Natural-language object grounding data

┄┄┄┄┄┄

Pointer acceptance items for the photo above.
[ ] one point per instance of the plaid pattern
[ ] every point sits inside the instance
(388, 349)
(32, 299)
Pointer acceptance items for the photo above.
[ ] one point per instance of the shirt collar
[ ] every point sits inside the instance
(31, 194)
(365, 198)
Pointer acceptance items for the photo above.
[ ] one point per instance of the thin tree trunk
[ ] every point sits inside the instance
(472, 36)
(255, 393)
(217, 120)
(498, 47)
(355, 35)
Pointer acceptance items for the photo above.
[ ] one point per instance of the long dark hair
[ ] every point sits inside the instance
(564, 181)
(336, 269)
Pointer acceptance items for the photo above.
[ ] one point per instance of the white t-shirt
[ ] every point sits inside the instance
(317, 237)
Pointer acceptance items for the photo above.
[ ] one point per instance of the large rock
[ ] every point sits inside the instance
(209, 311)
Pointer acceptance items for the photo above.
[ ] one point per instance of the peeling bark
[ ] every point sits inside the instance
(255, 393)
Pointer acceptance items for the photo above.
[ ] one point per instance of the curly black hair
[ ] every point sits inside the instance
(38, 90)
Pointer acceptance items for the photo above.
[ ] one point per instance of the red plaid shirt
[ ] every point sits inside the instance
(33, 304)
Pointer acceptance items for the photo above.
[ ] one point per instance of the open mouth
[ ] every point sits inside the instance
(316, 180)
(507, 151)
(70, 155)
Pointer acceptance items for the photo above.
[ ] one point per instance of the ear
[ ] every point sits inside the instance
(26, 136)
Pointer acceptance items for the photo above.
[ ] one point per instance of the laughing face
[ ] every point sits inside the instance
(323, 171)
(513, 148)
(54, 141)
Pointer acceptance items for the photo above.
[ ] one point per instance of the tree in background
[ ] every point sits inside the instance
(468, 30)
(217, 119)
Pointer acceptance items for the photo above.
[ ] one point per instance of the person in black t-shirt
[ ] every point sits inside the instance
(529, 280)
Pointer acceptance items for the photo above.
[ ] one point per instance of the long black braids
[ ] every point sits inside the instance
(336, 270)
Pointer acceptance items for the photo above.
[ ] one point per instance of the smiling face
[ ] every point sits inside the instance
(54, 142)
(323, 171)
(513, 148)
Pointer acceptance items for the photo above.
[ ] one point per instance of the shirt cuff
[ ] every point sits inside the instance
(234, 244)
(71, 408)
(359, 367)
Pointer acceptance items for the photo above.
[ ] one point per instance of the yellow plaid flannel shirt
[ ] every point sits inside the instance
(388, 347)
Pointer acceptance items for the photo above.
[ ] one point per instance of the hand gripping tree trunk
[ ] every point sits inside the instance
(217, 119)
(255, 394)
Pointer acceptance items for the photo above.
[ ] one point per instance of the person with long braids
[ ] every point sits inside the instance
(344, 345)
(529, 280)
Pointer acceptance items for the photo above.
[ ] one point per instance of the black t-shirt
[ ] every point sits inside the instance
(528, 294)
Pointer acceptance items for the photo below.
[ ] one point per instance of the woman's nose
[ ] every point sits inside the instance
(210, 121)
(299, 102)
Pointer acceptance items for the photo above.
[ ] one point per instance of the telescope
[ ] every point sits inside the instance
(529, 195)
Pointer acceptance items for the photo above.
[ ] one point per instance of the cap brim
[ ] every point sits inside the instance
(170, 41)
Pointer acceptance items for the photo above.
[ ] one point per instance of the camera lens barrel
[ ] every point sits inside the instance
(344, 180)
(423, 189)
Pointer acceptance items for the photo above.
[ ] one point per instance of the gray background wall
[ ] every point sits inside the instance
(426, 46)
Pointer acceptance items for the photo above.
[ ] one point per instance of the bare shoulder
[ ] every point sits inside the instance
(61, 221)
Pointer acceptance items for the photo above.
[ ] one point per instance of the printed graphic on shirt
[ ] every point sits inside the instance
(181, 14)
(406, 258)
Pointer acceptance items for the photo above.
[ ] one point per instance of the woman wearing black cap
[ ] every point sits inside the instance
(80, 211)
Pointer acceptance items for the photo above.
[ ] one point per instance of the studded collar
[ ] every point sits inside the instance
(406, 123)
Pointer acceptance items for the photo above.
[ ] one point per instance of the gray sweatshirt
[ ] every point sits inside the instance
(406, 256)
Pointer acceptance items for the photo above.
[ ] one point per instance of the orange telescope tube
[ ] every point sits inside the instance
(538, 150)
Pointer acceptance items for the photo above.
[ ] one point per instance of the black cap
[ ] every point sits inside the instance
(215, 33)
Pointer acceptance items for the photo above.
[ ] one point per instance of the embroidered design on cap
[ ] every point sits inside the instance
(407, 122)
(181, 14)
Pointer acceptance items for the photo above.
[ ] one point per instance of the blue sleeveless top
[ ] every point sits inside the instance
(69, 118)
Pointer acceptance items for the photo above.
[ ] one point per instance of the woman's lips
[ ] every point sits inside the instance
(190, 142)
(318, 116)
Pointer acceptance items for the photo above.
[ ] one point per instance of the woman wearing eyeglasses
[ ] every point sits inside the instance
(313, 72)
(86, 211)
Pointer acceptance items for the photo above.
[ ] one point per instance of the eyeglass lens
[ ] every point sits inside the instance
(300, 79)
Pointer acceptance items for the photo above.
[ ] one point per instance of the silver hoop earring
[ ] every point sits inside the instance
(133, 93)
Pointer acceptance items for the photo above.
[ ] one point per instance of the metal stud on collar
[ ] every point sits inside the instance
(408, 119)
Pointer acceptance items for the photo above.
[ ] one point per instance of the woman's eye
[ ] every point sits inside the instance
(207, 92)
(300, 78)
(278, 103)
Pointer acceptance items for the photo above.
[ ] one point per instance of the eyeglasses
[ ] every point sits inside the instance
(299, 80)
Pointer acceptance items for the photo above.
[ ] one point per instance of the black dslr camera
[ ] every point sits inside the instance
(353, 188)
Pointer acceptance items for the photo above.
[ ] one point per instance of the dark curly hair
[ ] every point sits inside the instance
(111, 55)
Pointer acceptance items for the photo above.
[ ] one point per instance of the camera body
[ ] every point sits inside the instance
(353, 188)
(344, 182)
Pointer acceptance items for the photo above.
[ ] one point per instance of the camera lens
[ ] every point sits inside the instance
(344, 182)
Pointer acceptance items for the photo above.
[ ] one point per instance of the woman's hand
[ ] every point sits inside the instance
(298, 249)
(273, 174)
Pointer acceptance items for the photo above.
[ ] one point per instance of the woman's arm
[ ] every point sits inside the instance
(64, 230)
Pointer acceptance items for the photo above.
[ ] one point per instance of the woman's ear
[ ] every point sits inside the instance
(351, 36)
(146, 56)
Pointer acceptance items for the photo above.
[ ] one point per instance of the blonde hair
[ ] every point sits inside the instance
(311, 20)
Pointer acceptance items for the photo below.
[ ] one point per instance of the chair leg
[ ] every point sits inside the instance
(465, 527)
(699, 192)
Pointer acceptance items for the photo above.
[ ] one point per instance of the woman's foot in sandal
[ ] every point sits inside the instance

┄┄┄┄┄┄

> **Problem requirements**
Search the records above for "background". Copy each line where it is found.

> **Solution**
[ ] one point per instance of the tree in background
[ ] one point per instance of the gray background wall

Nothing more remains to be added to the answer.